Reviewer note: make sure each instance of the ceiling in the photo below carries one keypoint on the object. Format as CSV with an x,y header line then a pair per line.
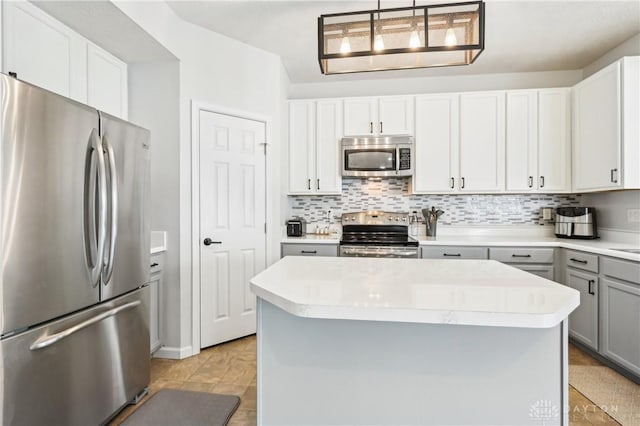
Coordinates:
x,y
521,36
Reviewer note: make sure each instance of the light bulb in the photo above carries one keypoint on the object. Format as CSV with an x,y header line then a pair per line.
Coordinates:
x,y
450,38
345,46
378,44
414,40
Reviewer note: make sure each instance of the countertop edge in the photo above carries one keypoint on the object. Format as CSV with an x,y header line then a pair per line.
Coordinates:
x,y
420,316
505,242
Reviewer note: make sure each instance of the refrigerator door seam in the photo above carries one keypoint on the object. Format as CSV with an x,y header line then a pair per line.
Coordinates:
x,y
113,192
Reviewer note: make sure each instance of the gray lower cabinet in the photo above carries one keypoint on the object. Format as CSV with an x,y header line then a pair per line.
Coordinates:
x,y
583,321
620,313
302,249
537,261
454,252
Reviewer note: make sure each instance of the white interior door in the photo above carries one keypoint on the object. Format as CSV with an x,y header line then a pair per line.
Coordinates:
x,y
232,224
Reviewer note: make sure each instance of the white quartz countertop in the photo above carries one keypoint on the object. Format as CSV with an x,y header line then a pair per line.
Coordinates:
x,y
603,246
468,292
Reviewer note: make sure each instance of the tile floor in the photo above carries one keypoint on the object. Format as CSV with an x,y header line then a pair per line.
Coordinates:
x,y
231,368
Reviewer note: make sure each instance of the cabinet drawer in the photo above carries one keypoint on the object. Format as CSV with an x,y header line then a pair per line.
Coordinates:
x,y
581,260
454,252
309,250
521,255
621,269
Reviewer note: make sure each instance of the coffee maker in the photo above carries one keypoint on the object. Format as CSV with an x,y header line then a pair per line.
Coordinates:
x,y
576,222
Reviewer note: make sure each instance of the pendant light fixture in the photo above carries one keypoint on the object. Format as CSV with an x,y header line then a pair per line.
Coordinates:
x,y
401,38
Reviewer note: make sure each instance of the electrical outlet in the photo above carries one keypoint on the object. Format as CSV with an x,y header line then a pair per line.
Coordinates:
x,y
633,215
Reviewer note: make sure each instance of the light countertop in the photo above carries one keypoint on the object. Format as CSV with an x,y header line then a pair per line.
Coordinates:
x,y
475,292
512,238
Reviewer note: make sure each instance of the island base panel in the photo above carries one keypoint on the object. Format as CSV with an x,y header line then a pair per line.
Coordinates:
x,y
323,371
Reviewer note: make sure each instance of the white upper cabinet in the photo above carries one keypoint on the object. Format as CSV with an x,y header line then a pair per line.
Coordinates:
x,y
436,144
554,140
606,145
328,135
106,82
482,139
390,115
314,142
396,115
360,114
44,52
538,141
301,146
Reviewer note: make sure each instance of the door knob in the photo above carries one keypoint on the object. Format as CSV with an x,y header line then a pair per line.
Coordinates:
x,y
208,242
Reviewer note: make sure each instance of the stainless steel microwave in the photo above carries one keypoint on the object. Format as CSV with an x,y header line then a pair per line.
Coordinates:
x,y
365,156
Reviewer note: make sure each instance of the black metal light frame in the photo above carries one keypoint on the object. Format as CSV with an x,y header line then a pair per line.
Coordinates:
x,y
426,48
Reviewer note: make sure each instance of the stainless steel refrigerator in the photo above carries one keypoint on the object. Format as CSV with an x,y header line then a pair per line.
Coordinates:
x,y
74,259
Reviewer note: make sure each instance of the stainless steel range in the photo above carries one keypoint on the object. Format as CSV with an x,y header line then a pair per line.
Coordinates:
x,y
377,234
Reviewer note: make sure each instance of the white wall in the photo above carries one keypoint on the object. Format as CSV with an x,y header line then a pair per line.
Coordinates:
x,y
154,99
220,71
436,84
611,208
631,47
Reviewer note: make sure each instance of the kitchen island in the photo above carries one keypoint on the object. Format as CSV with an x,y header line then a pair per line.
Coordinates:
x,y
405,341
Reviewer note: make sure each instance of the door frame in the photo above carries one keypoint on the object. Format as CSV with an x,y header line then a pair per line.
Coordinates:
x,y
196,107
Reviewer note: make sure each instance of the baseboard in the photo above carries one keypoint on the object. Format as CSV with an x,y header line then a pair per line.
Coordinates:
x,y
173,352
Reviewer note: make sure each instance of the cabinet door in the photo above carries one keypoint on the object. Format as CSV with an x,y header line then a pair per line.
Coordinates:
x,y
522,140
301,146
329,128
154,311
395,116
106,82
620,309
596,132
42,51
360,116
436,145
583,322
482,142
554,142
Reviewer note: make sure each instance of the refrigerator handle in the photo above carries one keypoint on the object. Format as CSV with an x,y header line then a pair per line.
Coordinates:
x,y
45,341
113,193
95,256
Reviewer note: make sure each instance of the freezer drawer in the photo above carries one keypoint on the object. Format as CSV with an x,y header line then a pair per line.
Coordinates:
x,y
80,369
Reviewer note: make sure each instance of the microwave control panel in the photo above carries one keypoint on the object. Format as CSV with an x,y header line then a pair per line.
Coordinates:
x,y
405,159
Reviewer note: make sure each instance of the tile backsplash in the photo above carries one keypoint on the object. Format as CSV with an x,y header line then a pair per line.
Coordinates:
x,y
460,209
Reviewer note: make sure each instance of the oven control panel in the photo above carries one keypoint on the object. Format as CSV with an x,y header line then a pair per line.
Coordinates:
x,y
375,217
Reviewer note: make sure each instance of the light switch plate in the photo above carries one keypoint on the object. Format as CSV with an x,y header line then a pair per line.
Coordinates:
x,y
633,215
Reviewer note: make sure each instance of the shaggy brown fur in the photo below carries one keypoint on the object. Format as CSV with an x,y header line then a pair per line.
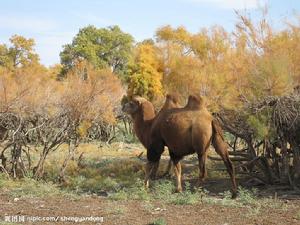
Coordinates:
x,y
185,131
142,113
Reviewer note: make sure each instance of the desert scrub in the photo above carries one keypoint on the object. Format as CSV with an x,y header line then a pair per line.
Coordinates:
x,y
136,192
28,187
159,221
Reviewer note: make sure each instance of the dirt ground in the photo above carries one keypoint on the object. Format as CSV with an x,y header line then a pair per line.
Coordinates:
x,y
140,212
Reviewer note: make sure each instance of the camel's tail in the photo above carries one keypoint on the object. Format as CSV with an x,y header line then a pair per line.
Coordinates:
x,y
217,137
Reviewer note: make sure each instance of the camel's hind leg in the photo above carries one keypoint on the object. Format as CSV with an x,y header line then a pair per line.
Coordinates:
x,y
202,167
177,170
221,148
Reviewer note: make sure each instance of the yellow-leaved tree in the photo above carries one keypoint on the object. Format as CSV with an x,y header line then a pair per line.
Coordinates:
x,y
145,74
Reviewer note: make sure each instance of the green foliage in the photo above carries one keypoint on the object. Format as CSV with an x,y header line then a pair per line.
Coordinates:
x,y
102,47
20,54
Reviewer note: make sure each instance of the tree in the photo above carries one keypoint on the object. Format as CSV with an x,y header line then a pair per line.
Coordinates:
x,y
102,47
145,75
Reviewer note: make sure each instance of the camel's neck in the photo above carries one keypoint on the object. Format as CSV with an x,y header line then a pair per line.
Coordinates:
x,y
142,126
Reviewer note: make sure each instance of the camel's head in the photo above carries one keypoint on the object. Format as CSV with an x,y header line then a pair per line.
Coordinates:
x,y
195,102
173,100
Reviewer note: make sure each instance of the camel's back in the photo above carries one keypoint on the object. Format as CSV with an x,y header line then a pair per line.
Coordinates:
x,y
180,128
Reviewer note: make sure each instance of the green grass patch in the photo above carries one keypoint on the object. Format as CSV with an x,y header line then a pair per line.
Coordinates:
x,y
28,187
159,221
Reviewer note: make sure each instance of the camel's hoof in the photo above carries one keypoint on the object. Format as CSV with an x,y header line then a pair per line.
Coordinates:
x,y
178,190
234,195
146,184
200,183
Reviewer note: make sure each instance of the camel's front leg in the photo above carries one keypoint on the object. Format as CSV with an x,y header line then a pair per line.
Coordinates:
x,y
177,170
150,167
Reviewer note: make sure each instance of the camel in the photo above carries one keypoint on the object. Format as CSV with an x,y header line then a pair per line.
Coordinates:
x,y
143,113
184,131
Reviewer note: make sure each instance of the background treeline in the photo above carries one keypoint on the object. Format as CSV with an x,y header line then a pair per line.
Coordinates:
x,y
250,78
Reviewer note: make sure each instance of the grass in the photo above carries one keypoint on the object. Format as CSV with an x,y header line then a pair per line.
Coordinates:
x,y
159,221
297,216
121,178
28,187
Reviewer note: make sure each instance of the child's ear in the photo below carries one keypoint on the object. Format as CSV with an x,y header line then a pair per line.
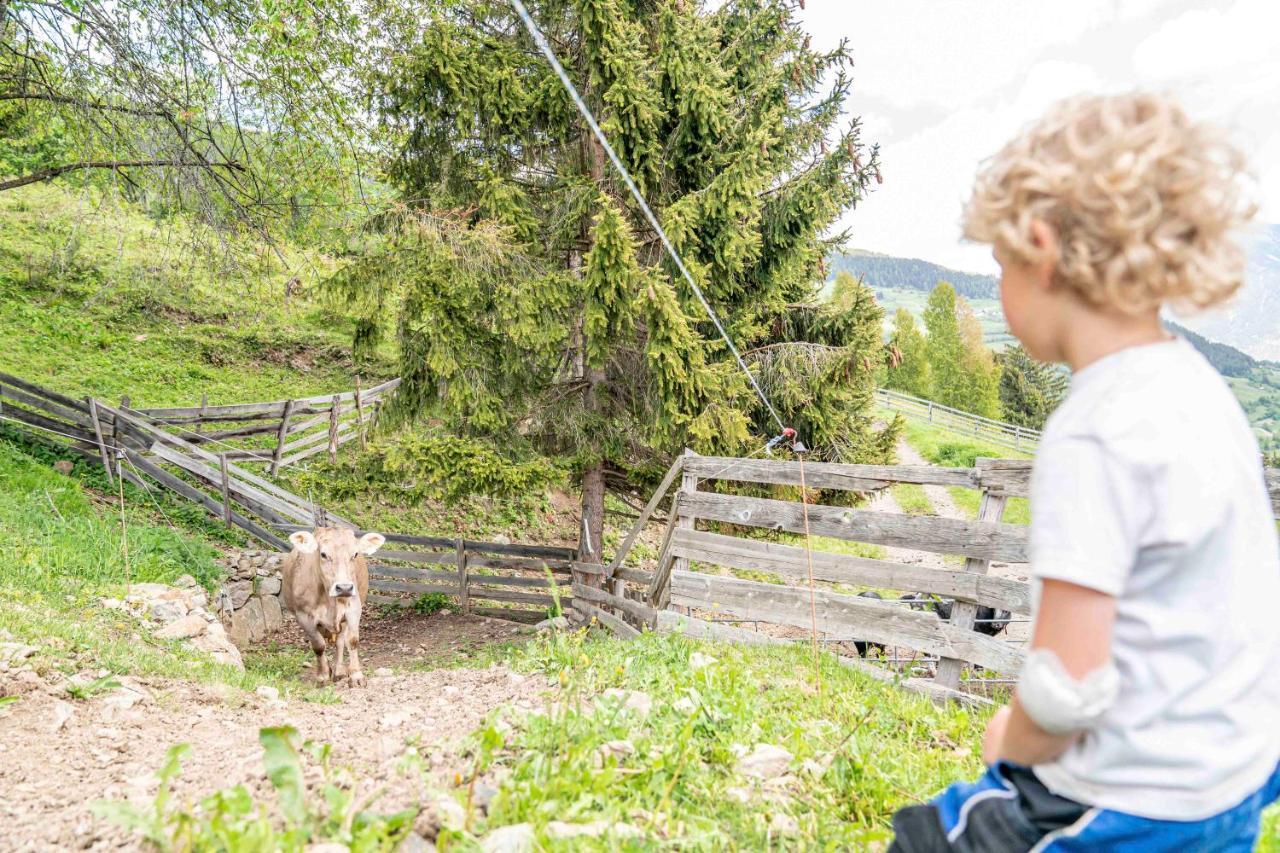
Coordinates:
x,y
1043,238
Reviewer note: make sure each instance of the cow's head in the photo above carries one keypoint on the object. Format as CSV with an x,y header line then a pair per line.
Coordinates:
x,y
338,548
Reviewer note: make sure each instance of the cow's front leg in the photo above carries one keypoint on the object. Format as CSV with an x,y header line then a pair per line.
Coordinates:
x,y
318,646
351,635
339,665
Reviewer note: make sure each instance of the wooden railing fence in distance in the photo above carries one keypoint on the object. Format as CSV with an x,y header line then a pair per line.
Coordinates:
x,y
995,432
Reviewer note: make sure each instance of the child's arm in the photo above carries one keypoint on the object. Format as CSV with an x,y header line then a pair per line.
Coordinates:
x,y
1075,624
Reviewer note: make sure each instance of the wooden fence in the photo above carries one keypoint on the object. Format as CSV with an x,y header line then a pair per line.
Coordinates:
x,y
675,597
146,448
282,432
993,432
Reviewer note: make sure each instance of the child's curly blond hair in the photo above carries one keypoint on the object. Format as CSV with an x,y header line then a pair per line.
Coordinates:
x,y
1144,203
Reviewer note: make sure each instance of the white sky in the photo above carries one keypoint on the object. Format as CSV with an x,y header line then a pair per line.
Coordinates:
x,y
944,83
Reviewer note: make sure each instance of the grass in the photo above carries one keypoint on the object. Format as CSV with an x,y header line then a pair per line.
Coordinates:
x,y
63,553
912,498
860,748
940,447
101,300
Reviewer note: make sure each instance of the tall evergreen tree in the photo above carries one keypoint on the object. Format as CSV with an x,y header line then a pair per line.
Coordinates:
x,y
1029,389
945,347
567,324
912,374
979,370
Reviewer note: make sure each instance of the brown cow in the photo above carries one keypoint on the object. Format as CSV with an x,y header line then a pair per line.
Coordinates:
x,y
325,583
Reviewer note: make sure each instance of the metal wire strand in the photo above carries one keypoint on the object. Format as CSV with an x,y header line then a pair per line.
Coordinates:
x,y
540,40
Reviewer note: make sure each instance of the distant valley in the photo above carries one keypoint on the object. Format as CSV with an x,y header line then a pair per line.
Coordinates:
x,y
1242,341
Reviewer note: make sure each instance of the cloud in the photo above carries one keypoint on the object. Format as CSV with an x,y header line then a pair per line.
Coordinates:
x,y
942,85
_ _ _ _
PROBLEM STATEMENT
I'd like the lines above from the one with "Reviewer note: make sure each instance of the dirt" up to and including the one with "Reviewer note: make sure each instance of the camel's tail" copied exactly, with no other lines.

TASK ANSWER
Reviewer note: make sure each instance of the dirt ground in the photo above carries one keypoint on the object. Format as CSV with an x,y header line then a pair per line.
Coordinates:
x,y
140,212
Reviewer note: make sure each instance of the camel's tail in the photo above carries one keypoint on the object. Format as CSV with an x,y header line then a pair per line.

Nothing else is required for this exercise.